### [WORK ORDER]
Find all lines below containing the string "mountain" and return them.

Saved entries
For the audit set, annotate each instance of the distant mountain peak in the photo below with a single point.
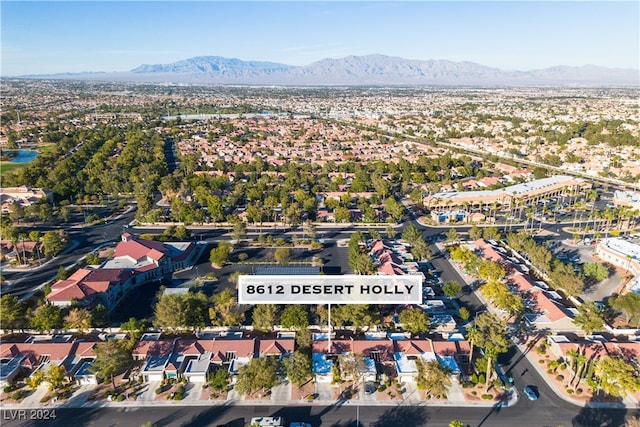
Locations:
(372, 69)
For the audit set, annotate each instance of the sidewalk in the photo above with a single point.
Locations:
(281, 395)
(629, 401)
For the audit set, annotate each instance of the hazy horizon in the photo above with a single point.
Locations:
(71, 37)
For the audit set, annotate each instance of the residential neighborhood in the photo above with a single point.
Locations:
(124, 241)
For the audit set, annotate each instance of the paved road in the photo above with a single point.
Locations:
(84, 240)
(534, 414)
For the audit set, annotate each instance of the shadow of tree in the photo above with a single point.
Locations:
(406, 416)
(202, 418)
(593, 416)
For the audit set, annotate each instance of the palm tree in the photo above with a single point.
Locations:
(473, 335)
(573, 354)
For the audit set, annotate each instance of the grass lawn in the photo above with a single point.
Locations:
(8, 167)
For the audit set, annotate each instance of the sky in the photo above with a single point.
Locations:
(56, 37)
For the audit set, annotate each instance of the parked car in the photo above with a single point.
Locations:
(369, 388)
(531, 392)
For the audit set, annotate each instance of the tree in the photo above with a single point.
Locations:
(414, 320)
(170, 312)
(452, 236)
(78, 318)
(341, 214)
(362, 264)
(295, 316)
(298, 368)
(260, 374)
(490, 270)
(451, 288)
(390, 232)
(589, 317)
(629, 305)
(491, 233)
(283, 255)
(219, 255)
(62, 273)
(219, 380)
(594, 271)
(53, 242)
(134, 327)
(34, 236)
(309, 229)
(475, 232)
(56, 376)
(432, 377)
(100, 316)
(35, 379)
(225, 310)
(175, 311)
(12, 312)
(239, 230)
(616, 376)
(47, 317)
(112, 358)
(264, 317)
(492, 337)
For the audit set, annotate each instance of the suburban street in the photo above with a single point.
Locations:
(549, 412)
(549, 409)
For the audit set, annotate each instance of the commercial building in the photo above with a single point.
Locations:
(528, 192)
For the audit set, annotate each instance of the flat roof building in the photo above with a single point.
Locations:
(552, 186)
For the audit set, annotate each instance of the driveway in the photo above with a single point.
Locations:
(281, 394)
(323, 391)
(149, 393)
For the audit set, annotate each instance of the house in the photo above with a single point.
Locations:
(405, 355)
(90, 287)
(23, 196)
(31, 356)
(135, 263)
(280, 347)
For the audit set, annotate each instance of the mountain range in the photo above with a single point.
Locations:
(360, 70)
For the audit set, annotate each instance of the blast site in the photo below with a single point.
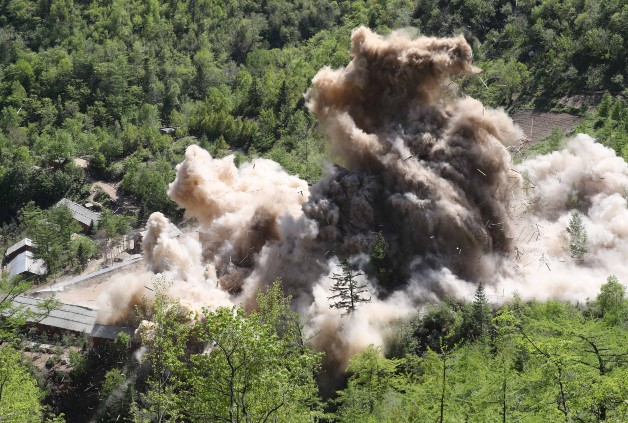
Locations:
(433, 172)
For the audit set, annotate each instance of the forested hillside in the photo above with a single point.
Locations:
(98, 80)
(114, 92)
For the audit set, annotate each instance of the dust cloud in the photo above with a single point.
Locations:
(425, 170)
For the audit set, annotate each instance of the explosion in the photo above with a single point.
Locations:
(428, 172)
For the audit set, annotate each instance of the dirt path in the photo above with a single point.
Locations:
(538, 126)
(111, 190)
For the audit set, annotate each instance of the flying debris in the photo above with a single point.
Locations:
(459, 214)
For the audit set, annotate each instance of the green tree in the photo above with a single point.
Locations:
(349, 290)
(248, 375)
(578, 242)
(167, 338)
(19, 393)
(481, 315)
(611, 301)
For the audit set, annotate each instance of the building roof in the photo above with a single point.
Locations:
(80, 213)
(26, 242)
(68, 317)
(109, 331)
(26, 263)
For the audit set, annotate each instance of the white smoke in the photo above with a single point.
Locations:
(433, 175)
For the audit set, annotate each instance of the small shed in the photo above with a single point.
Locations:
(84, 216)
(70, 318)
(24, 264)
(168, 130)
(25, 244)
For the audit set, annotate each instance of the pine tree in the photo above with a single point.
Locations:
(349, 291)
(577, 237)
(481, 314)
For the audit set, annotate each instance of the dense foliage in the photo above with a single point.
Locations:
(97, 81)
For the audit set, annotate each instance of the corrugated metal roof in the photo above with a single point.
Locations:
(25, 242)
(67, 316)
(24, 262)
(109, 332)
(80, 213)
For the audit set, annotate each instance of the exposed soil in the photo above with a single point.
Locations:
(538, 126)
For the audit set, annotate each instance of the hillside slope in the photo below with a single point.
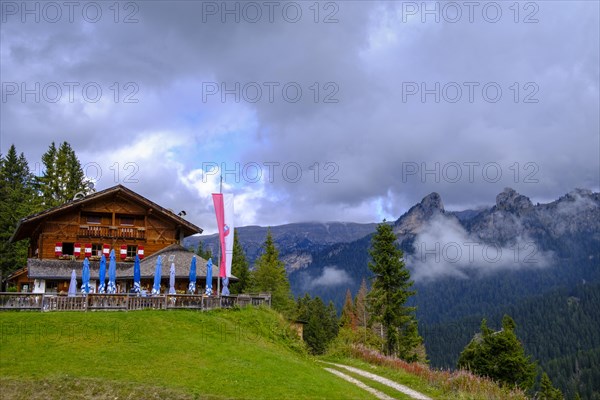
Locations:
(245, 354)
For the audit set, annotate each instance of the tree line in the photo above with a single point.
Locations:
(23, 193)
(382, 318)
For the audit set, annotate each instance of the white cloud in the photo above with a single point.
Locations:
(444, 248)
(330, 276)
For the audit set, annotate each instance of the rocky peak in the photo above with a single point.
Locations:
(432, 202)
(414, 220)
(510, 200)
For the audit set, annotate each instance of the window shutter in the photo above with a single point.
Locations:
(58, 249)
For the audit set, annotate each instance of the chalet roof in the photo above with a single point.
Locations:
(176, 254)
(16, 274)
(28, 224)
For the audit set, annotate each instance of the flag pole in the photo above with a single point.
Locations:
(220, 249)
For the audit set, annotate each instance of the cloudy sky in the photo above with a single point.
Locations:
(311, 111)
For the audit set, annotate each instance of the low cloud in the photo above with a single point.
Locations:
(445, 249)
(330, 276)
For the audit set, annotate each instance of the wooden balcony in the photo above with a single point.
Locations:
(126, 302)
(112, 232)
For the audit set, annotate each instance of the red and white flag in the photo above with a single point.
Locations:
(224, 210)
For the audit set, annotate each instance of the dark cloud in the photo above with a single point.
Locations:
(363, 149)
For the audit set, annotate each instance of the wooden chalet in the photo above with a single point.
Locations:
(115, 218)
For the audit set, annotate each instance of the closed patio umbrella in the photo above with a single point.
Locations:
(112, 273)
(136, 275)
(172, 279)
(85, 277)
(209, 277)
(102, 274)
(225, 290)
(157, 272)
(192, 286)
(73, 285)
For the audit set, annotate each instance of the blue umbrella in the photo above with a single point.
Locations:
(172, 279)
(85, 277)
(225, 291)
(156, 287)
(136, 274)
(102, 274)
(192, 286)
(209, 277)
(73, 285)
(112, 273)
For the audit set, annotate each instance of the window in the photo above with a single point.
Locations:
(68, 248)
(97, 249)
(94, 219)
(131, 251)
(129, 221)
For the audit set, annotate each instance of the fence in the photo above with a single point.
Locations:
(126, 302)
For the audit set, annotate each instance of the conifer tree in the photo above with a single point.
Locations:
(315, 334)
(63, 176)
(547, 390)
(348, 319)
(206, 254)
(269, 276)
(390, 292)
(360, 305)
(239, 267)
(499, 355)
(17, 200)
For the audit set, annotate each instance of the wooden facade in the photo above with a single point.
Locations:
(113, 219)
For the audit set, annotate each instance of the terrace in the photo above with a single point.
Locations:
(126, 302)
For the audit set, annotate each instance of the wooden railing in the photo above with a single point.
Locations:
(106, 231)
(126, 302)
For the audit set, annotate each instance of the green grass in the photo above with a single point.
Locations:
(396, 375)
(244, 354)
(437, 384)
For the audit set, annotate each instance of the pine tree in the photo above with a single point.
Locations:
(303, 308)
(17, 200)
(547, 390)
(270, 276)
(332, 322)
(63, 177)
(390, 292)
(315, 334)
(499, 355)
(206, 254)
(360, 305)
(348, 319)
(239, 267)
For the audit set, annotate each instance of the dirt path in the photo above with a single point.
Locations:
(374, 392)
(384, 381)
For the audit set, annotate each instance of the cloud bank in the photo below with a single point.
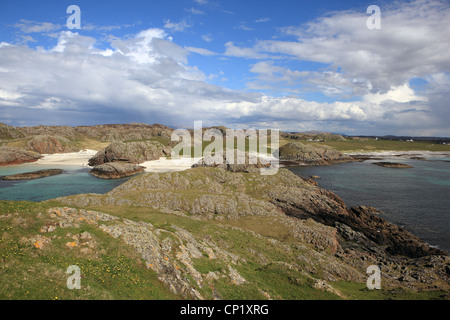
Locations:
(147, 77)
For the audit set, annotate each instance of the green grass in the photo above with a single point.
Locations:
(26, 272)
(116, 271)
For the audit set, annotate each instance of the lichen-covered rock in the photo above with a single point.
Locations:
(46, 144)
(134, 152)
(116, 170)
(12, 155)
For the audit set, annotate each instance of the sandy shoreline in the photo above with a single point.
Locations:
(169, 165)
(80, 158)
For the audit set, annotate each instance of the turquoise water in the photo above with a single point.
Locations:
(73, 180)
(417, 199)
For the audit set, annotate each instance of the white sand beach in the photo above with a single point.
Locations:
(169, 165)
(80, 158)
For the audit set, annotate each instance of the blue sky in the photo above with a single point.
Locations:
(292, 65)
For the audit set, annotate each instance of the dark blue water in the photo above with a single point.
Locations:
(74, 180)
(417, 199)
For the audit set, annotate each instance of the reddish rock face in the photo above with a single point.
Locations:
(46, 144)
(11, 155)
(116, 170)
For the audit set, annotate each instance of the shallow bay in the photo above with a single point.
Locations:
(417, 199)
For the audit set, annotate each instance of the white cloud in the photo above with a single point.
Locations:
(147, 77)
(195, 11)
(176, 26)
(28, 26)
(262, 20)
(402, 93)
(202, 51)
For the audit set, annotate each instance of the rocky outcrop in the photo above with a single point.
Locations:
(292, 214)
(133, 152)
(392, 165)
(61, 131)
(9, 132)
(296, 153)
(11, 155)
(125, 132)
(33, 175)
(313, 136)
(46, 144)
(116, 170)
(238, 163)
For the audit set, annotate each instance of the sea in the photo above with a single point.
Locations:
(73, 180)
(417, 198)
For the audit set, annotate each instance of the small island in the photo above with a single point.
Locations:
(33, 175)
(392, 165)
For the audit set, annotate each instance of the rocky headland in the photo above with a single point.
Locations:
(338, 242)
(392, 165)
(116, 170)
(12, 156)
(132, 152)
(33, 175)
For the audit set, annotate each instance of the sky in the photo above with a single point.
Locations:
(288, 64)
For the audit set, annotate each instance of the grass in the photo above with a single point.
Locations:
(116, 271)
(26, 272)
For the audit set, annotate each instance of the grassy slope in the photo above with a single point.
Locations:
(116, 271)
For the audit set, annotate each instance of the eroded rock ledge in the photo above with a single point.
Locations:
(116, 170)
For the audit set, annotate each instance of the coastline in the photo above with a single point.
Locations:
(406, 154)
(80, 158)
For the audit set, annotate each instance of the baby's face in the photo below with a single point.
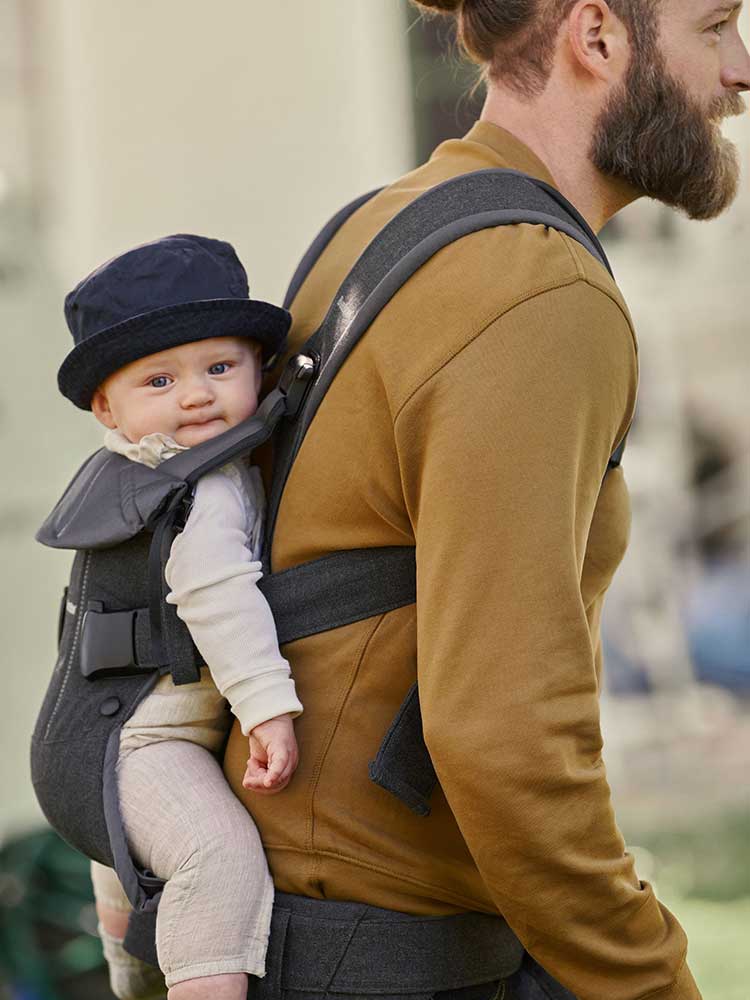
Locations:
(191, 392)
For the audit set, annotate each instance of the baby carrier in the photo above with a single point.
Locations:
(117, 635)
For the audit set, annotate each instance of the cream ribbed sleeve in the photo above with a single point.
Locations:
(212, 574)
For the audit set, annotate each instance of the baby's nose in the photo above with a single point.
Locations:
(197, 392)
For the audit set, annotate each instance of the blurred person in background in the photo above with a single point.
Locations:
(491, 393)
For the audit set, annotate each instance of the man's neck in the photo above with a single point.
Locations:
(561, 138)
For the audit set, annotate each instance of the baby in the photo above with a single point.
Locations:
(169, 354)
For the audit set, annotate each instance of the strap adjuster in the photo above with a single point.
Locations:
(296, 380)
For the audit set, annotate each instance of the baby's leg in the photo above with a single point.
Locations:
(129, 978)
(184, 823)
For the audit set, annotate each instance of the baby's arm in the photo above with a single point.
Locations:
(212, 574)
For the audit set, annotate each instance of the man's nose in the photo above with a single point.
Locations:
(196, 392)
(736, 73)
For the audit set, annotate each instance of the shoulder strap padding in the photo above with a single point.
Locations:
(457, 207)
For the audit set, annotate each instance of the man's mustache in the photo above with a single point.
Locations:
(727, 106)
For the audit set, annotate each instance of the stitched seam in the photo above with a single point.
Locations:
(567, 241)
(319, 763)
(74, 645)
(496, 315)
(440, 891)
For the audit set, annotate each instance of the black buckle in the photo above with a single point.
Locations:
(108, 643)
(296, 380)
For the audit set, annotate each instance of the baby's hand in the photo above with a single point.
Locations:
(273, 756)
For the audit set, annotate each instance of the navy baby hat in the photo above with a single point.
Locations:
(159, 295)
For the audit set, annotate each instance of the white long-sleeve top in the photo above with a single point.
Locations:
(212, 572)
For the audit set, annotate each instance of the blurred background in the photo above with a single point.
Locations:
(254, 122)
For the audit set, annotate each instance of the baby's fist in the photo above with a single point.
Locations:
(273, 756)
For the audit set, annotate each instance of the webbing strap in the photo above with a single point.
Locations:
(339, 589)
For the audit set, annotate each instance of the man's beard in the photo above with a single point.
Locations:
(664, 145)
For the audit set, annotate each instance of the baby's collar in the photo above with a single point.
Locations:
(151, 450)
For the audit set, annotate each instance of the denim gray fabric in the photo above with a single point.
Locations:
(531, 982)
(354, 952)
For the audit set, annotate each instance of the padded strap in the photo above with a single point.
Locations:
(454, 209)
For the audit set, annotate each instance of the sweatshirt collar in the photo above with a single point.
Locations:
(498, 147)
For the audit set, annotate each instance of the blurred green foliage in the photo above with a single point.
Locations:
(48, 944)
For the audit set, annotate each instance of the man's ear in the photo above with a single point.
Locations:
(101, 410)
(599, 41)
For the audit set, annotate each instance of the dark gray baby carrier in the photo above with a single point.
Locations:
(118, 636)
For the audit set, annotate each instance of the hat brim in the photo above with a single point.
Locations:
(97, 357)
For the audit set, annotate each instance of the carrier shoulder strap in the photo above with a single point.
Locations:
(351, 585)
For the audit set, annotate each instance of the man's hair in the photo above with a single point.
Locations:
(514, 40)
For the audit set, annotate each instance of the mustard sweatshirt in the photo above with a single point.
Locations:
(475, 421)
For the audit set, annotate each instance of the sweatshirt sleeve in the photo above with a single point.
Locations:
(503, 452)
(212, 578)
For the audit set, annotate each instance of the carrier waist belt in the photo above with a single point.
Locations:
(314, 597)
(324, 945)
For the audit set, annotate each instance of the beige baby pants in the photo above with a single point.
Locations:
(184, 824)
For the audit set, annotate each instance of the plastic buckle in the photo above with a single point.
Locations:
(295, 381)
(107, 641)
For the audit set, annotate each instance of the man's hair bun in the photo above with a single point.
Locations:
(440, 6)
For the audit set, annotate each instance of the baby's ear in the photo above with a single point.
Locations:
(100, 409)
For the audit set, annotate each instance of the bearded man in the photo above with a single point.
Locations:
(475, 422)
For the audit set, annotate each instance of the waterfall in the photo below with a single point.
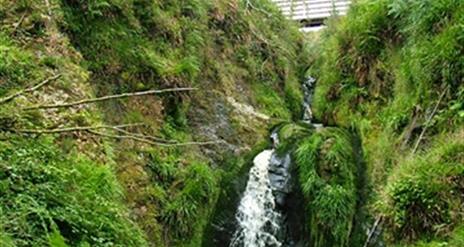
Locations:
(258, 221)
(262, 214)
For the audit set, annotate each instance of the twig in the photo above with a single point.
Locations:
(428, 121)
(154, 138)
(109, 97)
(372, 231)
(72, 129)
(144, 140)
(249, 4)
(28, 90)
(17, 24)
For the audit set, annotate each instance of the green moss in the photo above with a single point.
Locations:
(45, 194)
(383, 69)
(327, 176)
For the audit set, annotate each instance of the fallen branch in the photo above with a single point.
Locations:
(152, 140)
(427, 122)
(144, 140)
(109, 97)
(377, 222)
(72, 129)
(17, 24)
(31, 89)
(249, 4)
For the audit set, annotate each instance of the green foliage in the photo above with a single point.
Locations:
(49, 198)
(383, 69)
(425, 192)
(327, 176)
(16, 65)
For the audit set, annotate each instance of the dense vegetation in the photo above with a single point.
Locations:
(390, 83)
(90, 188)
(393, 70)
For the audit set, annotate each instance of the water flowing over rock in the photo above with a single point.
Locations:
(308, 90)
(257, 218)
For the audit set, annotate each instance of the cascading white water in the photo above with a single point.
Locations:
(257, 218)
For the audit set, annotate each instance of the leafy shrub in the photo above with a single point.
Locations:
(425, 192)
(46, 196)
(327, 176)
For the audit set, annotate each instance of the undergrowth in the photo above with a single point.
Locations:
(394, 70)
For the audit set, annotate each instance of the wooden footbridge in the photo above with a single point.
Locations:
(312, 13)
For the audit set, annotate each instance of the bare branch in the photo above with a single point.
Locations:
(109, 97)
(145, 139)
(31, 89)
(72, 129)
(377, 222)
(428, 121)
(152, 140)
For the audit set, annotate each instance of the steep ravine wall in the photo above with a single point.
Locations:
(394, 70)
(76, 188)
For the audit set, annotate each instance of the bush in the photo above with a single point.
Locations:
(327, 176)
(46, 196)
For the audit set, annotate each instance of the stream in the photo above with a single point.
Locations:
(263, 216)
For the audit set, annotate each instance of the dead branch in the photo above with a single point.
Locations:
(153, 138)
(429, 119)
(109, 97)
(17, 24)
(72, 129)
(31, 89)
(146, 140)
(252, 6)
(377, 222)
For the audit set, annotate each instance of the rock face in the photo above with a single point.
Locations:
(279, 176)
(288, 199)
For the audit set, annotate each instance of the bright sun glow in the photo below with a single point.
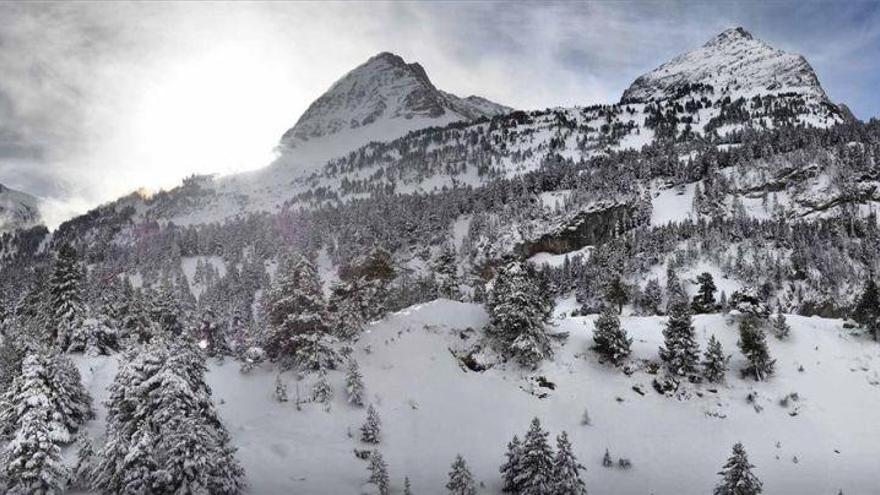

### [TASK RESPONSE]
For the audit set, annotate each instance of the distant mountain peak in the photo below with a single point.
For the audit set, annotate each instance of the mountain range in the photo above with a single point.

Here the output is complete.